[MATERIAL SUPPLIED]
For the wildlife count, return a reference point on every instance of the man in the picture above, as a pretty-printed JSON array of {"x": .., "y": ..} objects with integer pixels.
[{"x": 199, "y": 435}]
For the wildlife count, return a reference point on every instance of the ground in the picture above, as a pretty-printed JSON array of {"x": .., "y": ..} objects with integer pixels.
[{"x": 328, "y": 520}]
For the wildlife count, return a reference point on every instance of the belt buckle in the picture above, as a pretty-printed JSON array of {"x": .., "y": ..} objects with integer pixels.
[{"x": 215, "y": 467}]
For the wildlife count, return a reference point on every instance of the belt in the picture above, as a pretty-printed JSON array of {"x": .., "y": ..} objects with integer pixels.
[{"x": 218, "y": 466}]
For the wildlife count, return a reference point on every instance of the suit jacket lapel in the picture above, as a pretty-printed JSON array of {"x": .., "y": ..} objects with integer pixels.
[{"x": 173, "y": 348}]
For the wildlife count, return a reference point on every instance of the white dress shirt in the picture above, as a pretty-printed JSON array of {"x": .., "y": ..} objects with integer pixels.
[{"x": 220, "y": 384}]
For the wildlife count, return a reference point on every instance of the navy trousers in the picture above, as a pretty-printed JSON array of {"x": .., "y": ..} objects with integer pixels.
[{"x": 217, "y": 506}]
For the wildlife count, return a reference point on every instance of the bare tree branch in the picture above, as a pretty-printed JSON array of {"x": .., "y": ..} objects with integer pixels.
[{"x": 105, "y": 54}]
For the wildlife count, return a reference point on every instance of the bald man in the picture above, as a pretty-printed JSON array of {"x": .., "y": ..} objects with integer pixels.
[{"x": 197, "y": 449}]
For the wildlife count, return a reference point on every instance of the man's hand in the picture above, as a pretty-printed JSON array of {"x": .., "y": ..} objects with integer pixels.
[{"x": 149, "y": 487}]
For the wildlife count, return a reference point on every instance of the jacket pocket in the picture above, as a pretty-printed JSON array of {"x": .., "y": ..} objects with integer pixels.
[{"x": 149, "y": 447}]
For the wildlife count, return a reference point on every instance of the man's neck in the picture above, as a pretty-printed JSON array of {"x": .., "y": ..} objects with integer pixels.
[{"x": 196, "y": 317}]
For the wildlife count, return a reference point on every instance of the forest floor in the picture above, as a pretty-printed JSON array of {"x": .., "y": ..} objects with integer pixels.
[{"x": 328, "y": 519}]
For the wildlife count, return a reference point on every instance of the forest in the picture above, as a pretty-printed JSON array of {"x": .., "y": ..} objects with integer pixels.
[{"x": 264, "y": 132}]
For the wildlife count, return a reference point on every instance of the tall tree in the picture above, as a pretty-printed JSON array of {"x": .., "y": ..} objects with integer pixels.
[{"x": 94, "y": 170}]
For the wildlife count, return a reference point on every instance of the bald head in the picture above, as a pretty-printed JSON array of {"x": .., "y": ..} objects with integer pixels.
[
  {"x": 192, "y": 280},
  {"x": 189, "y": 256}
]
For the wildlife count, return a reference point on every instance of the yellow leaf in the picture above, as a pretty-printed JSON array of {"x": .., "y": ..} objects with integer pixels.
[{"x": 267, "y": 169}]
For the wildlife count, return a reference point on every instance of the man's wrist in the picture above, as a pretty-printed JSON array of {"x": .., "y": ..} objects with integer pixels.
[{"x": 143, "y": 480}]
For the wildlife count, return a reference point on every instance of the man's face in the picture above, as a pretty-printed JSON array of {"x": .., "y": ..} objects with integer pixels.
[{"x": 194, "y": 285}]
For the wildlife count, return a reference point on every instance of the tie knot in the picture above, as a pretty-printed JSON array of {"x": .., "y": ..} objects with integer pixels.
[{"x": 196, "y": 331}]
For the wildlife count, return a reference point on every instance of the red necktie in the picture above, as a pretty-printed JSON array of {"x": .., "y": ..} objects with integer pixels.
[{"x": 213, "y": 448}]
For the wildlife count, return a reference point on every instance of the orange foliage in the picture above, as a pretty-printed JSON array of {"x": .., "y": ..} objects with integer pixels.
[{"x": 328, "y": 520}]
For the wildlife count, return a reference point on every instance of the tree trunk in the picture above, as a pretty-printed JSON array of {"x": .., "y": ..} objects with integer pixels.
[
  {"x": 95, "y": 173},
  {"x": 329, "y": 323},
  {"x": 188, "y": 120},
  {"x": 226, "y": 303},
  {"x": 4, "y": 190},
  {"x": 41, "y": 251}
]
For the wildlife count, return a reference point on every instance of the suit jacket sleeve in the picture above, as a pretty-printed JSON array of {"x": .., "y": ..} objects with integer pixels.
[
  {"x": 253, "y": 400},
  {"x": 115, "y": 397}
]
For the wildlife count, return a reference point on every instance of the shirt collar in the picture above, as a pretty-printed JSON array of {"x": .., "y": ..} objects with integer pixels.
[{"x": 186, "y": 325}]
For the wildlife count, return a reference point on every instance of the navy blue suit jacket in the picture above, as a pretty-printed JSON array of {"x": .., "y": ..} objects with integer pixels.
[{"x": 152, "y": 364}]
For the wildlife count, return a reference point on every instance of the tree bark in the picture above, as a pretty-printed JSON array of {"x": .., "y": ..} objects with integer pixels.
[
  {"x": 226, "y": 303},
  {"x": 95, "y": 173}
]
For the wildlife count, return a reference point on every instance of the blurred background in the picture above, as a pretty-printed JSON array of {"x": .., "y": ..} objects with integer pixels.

[TASK PROMPT] A complete, exact repeat of the records is the required answer.

[ANSWER FOR THIS EXERCISE]
For the wildlife count, return a reference point on every instance of the man in the picture above, as a pretty-printed JSON array of {"x": .., "y": ..} objects with integer pixels.
[{"x": 199, "y": 435}]
For the wildlife count, return a reference point on every instance of the ground in the picture above, as a pretty-printed JSON array of {"x": .., "y": ..} objects with integer pixels.
[{"x": 328, "y": 520}]
For the wildlife count, return a reference point on every instance of the belt buckle in the picture above, as a pretty-printed JSON array of {"x": .., "y": ..} objects with integer pixels.
[{"x": 215, "y": 467}]
For the wildlife count, return a reference point on every instance of the belt in the picture above, as a pretty-printed JSON array of {"x": .., "y": ..} objects with integer pixels.
[{"x": 218, "y": 466}]
For the wildlife count, return a reference point on every instance of the suit jacket lapel in the picture above, as a pretty-printed JSON array of {"x": .., "y": ..} objects with integer pixels.
[{"x": 173, "y": 348}]
For the wildlife count, return a reference point on every instance of the white dress shirt in the picture above, as a pretty-printed JSON array of {"x": .., "y": ..} objects with integer pixels.
[{"x": 220, "y": 384}]
For the wildlife count, return a reference point on every instance of the navy trousers in the picture above, as a pretty-printed JSON array of {"x": .., "y": ..} objects with integer pixels.
[{"x": 217, "y": 506}]
For the wildlife count, return a reference point on every instance of the bare tree branch in the picture above, as a pretty-printed JSON array of {"x": .., "y": ..} objects with integer pixels.
[{"x": 105, "y": 54}]
For the wildlife count, return a reference point on every instance of the bald man in the picture above, as a pretty-printed JSON array of {"x": .., "y": ..} objects with integer pixels.
[{"x": 197, "y": 449}]
For the wildlife count, return a reference point on every instance of the man's hand in the picture above, as a pretty-printed JSON array of {"x": .., "y": ..} objects with integer pixels.
[{"x": 149, "y": 487}]
For the wildlife count, return a reference point on every instance of the jacket pocket in the picture above, as a pretty-printed JSON array of {"x": .., "y": ..} objects with integer pixels.
[{"x": 149, "y": 447}]
For the wildlife count, return a reference point on every instance of the man's neck in the picture above, as a pretty-printed JSON array of {"x": .., "y": ..} objects with integer pixels.
[{"x": 196, "y": 317}]
For the wildlife count, return a reference point on every instance of the forest floor in the picture above, as a pretty-printed JSON array of {"x": .., "y": ..} objects with integer pixels.
[{"x": 328, "y": 519}]
For the wildlife count, return a reference point on every instance of the forest in the picture above, as a pretty-printed JSON array of {"x": .., "y": ..} objects with integer pixels.
[{"x": 264, "y": 132}]
For the wildlife count, return a reference point on every instance of the tall tree in the picture above, as a pretty-printed JSON array of {"x": .., "y": ..} objects with integer pixels.
[{"x": 94, "y": 170}]
For the wildlife count, return a reference point on every instance of the bald head in the picture above, as a pretty-printed JSON array of {"x": .., "y": ..} objects with integer pixels.
[
  {"x": 192, "y": 280},
  {"x": 189, "y": 256}
]
For the wildlife count, return a reference point on every instance of the yellow leaf in the picture above, as a pretty-printed JSON array of {"x": .., "y": ..} objects with integer pixels.
[{"x": 267, "y": 169}]
For the wildlife count, return a reference point on every instance of the man's wrist in the picture above, as a pretty-printed JSON array of {"x": .., "y": ..} objects with integer pixels.
[{"x": 143, "y": 480}]
For the wildlife count, return a reference point on every instance of the man's face in the picture above, as a pretty-printed JSON array of {"x": .., "y": ..} objects with integer pixels.
[{"x": 194, "y": 285}]
For the wildlife count, return a reference point on every instance of the tie knot in the picture above, as a pretty-printed JSON array of {"x": .., "y": ..} objects with integer pixels.
[{"x": 196, "y": 331}]
For the wildlife count, return a reference point on every instance of the red necktie in the picture above, as a pretty-printed JSON array of {"x": .., "y": ..} objects with integer pixels.
[{"x": 213, "y": 448}]
For the wildlife count, return a reference point on every instance of the orange foliage in the picture above, as a pretty-printed JSON array of {"x": .., "y": ..} objects with integer pixels.
[{"x": 328, "y": 520}]
For the wildlife count, return a reference point on every instance of the tree trunk in the picture above, as a pretty-printed JSON array of {"x": .., "y": ..} objects with integer pixels.
[
  {"x": 95, "y": 173},
  {"x": 329, "y": 323},
  {"x": 188, "y": 120},
  {"x": 226, "y": 303},
  {"x": 4, "y": 190},
  {"x": 41, "y": 251}
]
For the wildlife count, return a reference point on every instance of the suit jacket sleeve in the picture above, as a pretty-printed JSON array of {"x": .., "y": ..} objects with integer pixels.
[
  {"x": 253, "y": 400},
  {"x": 115, "y": 397}
]
For the wildlife count, return a reference point on every instance of the shirt collar in the picture above, as a pretty-printed JSON array of {"x": .., "y": ..} objects with integer pixels.
[{"x": 186, "y": 325}]
For the wildlife count, return a reference point on every instance of the navy blue suit jacket in the picture above, as a pretty-printed JSON array of {"x": .., "y": ..} objects with integer pixels.
[{"x": 152, "y": 364}]
For the wildlife count, return a reference point on every instance of the tree bark in the picture above, as a pretty-printed JSON array of {"x": .., "y": ..} objects with integer pixels.
[
  {"x": 226, "y": 303},
  {"x": 95, "y": 173}
]
For the wildlife count, return a reference point on every instance of the blurred background in the picture above, as a pretty-printed JSON array of {"x": .., "y": ..} objects with integer pixels.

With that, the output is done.